PAGE EXTRACT:
----
Author: Alice Munro
Where I read it: Selected Stories (by Alice Munro)
It's that time of year again - Miss Marsalles, the piano teacher, is throwing her annual party for her students.
No one really wants to go. The students are expected to give a recital, which is bound to be disappointing. Miss Marsalles has faith and optimism in all her students, but because she hesitates to criticize their playing and finds pleasure even in their most mediocre offerings, she's not a particularly good music teacher.
And there are a number of other reasons not to go. Miss Marsalles is homely, old-fashioned, and unmarried. With the passing years she's lost more and more students, and the ones left are mostly just the children of former students.
She lives with her sister, and they make a strange-looking pair:
... it was surely an arresting fact that there should be not one but two faces like that in the world, both long, gravel-colored, kindly, and grotesque, with enormous noses and tiny, red, sweet-tempered and short-sighted eyes. It must finally have come to seem like a piece of luck to them to be so ugly, a protection against life to be marked in so many ways... for they were gay as invulnerable and childish people are; they appeared sexless, wild, and gentle creatures, bizarre yet domestic, living in their house in Rosedale outside the complications of time.
Over the years they've moved to increasingly smaller and shabbier homes; the one they live in now is in a rundown neighborhood. The sister has recently suffered a stroke. Everyone knows the recital will be in a small stuffy room, with offerings of bland food, music played poorly by indifferent children, and then Miss Marsalles' year-end gifts that she hands out to each child - books they'll never read, quaint pictures they'll never hang up, or boxed games that are "insipid and unplayable - full of complicated rules which allowed everybody to win."
Still, some people agree to come to her party. They do so with an air of martyrdom; it's a yearly tradition, just one afternoon to suffer through, and if they refuse to come it will probably hurt Miss Marsalles, who believes that "All children need music. All children love music in their hearts..."
What people don't know is that for this year's recital, Miss Marsalles has also invited her students from the Greenhill School, where she's been giving a music class. The Greenhill School is attended by children who are developmentally disabled.
Their arrival at the party is an unpleasant shock.
----
COLLECTED DATA:
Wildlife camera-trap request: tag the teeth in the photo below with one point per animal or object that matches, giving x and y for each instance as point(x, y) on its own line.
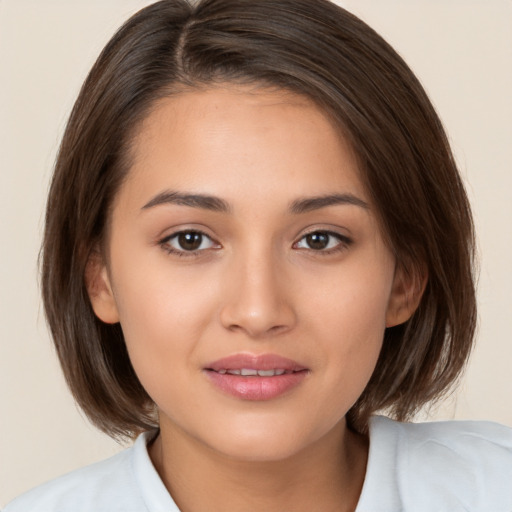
----
GIVEN PROBLEM:
Continue the piece about Miss Marsalles's piano recital, above the listing, from its last sentence.

EXPECTED ANSWER:
There is nothing to be done. These children are going to play. Their playing is no worse - not much worse - than ours, but they seem to go slowly, and then there is nowhere to look. For it is a matter of politeness surely not to look closely at such children, and yet where else can you look during a piano performance but at the performer?
And what happens when one of those children shows a natural gift for music?
There are a number of reasons why I'm recommending Munro's Dance of the Happy Shades. The quality of the writing, for one, and the thoughts the story offers about human gifts and talents, and how they are distributed among people.
It seems easiest to accept talent in people who are good-looking or socially approved. But Miss Marsalles, in her bright unselfconscious way, appears to find talent acceptable in anyone. She doesn't think that there's anything remarkable about a girl from the Greenhill School sitting "ungracefully at the piano with her head hanging down" and playing beautiful music.
What she plays is not familiar. It is something fragile, courtly, and gay, that carries with it the freedom of a great unemotional happiness.
Miss Marsalles herself is one of life's oddities - aging and out-of-touch, and so full of earnestness and innocent perceptions (but not cartoonish; Munro keeps her believable). She lives on the fringes of society, almost in another world. Most people don't know what to make of her; they would probably live in a state of despair if they had to swap lives with her.
But the piano teacher doesn't seem to see anything about herself or her life to pity or lament. She loves music, and she loves children; she expects to see miracles in the midst of people's imperfections. Why should she not have those sources of happiness and that talent for taking joy in life?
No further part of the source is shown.